[Stored data entries]
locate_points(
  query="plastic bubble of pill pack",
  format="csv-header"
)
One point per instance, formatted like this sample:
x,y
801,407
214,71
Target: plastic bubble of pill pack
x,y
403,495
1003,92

◆ **Given problem**: Rewrite the listing so that "plastic bubble" becomes "blister cavity" in every place it occurs, keeping everything else identical.

◆ **The completed task**:
locate_points(
  query="blister cavity of pill pack",
  format="csv-header"
)
One point per instance, formatted like this sample:
x,y
801,407
214,71
Target: blister cavity of pill pack
x,y
403,495
1003,92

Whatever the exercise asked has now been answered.